Discounts were comparable at other Whole Foods stores in San Francisco and Seattle. Amazon declined to comment.

In the Pacific Heights neighborhood of San Francisco, Catherine Oshiro, a 33-year-old product designer, said lower prices may make her change her shopping routine.

“I usually buy my staples like toilet paper and paper towels at Target and Safeway,” Oshiro said. “If I see the lower prices at Whole Foods, I would start buying those basics here.”

Katie Bennett, 24, was one of many customers who said she hoped Amazon would offer delivery of Whole Foods items. She picked out a rotisserie-cooked half chicken for lunch at the New York store.

“Last time I came in, I was thinking about getting the rotisserie chicken, but it was too expensive,” she said.

Some rivals have already reacted to the kickoff of what could become a new era of selling food in the U.S.

Provided data —
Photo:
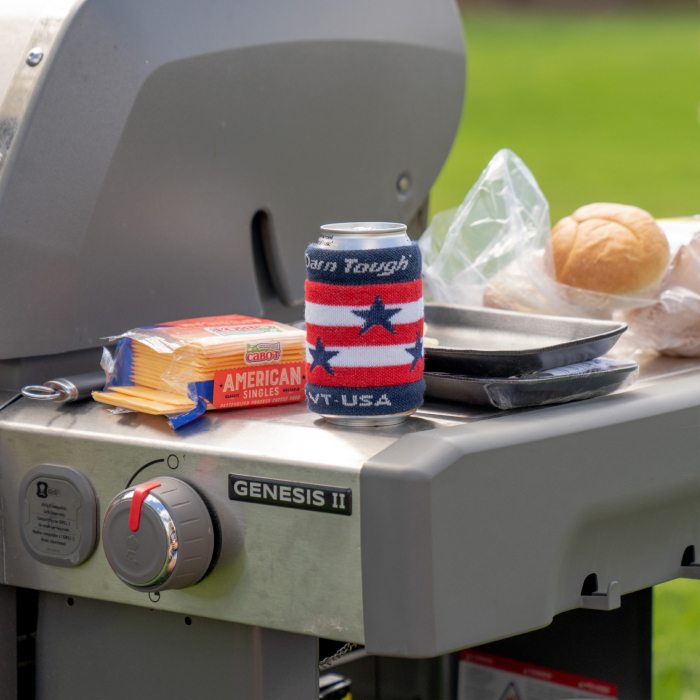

What this exercise asks —
1/ Please repeat the Whole Foods article word for word from "Katie Bennett, 24, was" to "in the U.S.".
2/ Carry the Whole Foods article forward, starting right after its final sentence.

Answers in order —
1/
Katie Bennett, 24, was one of many customers who said she hoped Amazon would offer delivery of Whole Foods items. She picked out a rotisserie-cooked half chicken for lunch at the New York store.

“Last time I came in, I was thinking about getting the rotisserie chicken, but it was too expensive,” she said.

Some rivals have already reacted to the kickoff of what could become a new era of selling food in the U.S.

2/
Wal-Mart, the world’s biggest retailer, has already invested billions into lowering prices across the board over the past year or so, and has revamped the produce section at its U.S stores, improving sight lines, adding more fresh-cut fruits and even creating a sweeter bespoke cantaloupe. That, along with an aggressive rollout of curbside grocery order pickup, helped the company record its best food sales growth in five years in its most recent quarter.

Costco, meanwhile, has a full slate of organic items that are priced about 30 percent cheaper than the same products at Whole Foods, according to Sanford Bernstein. It’s able to price lower thanks to a business model that charges membership fees, focuses on selling a limited assortment of bulk-sized goods and features a treasure-hunt experience in the stores.